Cependant, tous n’offrent pas une couverture adéquate contre l'inflation : parmi ceux qui en sont capables figurent les actifs liés aux infrastructures, mais aussi certaines stratégies liées aux matières premières et à l'immobilier.

Selon Vauban Infrastructure Partners, par exemple, la nature à long terme des actifs d’infrastructures, dont les flux de trésorerie résilients sont indexés sur l'inflation et font l’objet de contrats à long terme, peut atténuer l’impact de la hausse de l'inflation, de la flambée des prix de l'énergie, voire de la récession. Vauban estime par ailleurs que ses clients sont protégés de la hausse des taux d'intérêt puisque ses actifs sont financés à très long terme sur la base de taux fixes.

Les énergies renouvelables sont l'un des segments du marché des infrastructures qui connaît la croissance la plus rapide. Pour Mirova, spécialiste de la transition énergétique, les énergies renouvelables permettent aux investisseurs de contribuer au financement de la sortie des combustibles fossiles, tout en protégeant les économies, notamment en Europe, d'une dépendance énergétique excessive. Il s'agit également d'un secteur permettant de diversifier un portefeuille dans l'environnement actuel, via des investissements à long terme dans des actifs tangibles, générant des flux de trésorerie relativement stables, peu volatils, liés à l'inflation et peu corrélés aux cycles des marchés financiers.

▸ **DONNÉES FOURNIES**
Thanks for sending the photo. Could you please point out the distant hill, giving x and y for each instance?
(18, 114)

==

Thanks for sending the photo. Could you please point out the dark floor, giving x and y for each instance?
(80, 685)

...

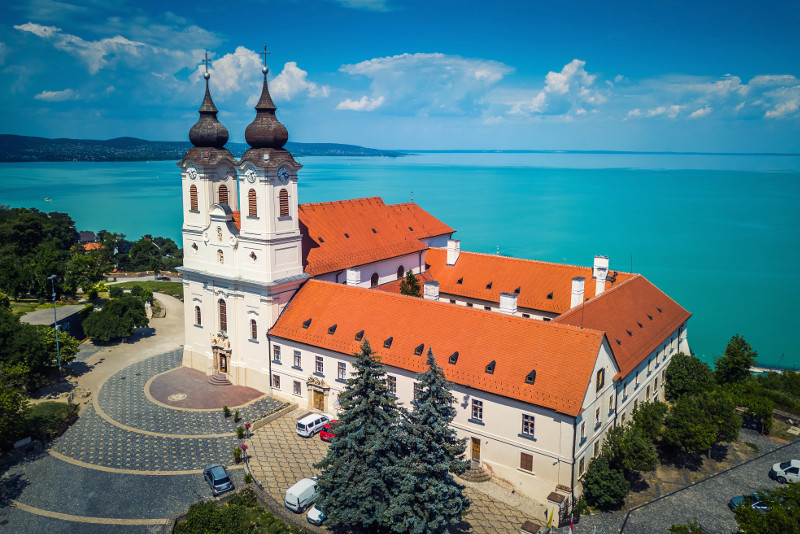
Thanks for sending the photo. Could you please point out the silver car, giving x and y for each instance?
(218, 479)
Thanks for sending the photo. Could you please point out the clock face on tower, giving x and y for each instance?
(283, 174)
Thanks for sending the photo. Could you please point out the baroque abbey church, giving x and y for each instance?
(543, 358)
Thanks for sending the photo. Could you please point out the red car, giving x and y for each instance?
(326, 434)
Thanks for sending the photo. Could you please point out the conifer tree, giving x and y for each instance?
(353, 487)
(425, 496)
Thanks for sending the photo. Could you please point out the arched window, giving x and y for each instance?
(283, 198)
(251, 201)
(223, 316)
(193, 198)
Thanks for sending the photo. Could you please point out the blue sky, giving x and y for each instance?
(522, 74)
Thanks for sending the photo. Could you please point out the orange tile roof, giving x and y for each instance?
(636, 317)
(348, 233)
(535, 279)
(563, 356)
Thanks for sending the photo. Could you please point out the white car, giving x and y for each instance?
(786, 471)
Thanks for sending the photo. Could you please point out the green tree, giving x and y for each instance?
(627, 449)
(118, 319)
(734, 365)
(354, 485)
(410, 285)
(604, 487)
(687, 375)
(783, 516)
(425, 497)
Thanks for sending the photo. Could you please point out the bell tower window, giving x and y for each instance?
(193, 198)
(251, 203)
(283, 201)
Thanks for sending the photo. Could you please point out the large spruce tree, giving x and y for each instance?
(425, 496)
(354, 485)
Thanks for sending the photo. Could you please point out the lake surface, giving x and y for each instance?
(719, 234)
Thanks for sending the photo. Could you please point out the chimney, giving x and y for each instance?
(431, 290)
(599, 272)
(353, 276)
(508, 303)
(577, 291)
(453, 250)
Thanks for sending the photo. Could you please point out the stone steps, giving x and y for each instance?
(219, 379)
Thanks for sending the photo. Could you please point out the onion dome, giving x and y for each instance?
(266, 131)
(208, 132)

▸ **CONSIGNE A**
Présentez sous forme de liste à puces le paragraphe de l'extrait qui commence par « Les énergies renouvelables sont », sans perdre ses faits principaux.
▸ **CONSIGNE B**
D'après l'extrait, pourquoi Vauban estime-t-il que ses clients sont protégés de la hausse des taux d'intérêt ?
Inutile de consulter la liste ci-dessus.

▸ **RÉPONSE ATTENDUE A**
- Les énergies renouvelables figurent parmi les segments des infrastructures à la croissance la plus rapide.
- Selon Mirova, spécialiste de la transition énergétique, elles aident à financer la sortie des combustibles fossiles.
- Elles protègent aussi les économies, notamment en Europe, d'une dépendance énergétique excessive.
- Elles permettent de diversifier un portefeuille grâce à des investissements à long terme dans des actifs tangibles.
- Ces actifs génèrent des flux de trésorerie relativement stables, peu volatils, liés à l'inflation et peu corrélés aux cycles des marchés financiers.

▸ **RÉPONSE ATTENDUE B**
Parce que ses actifs sont financés à très long terme sur la base de taux fixes.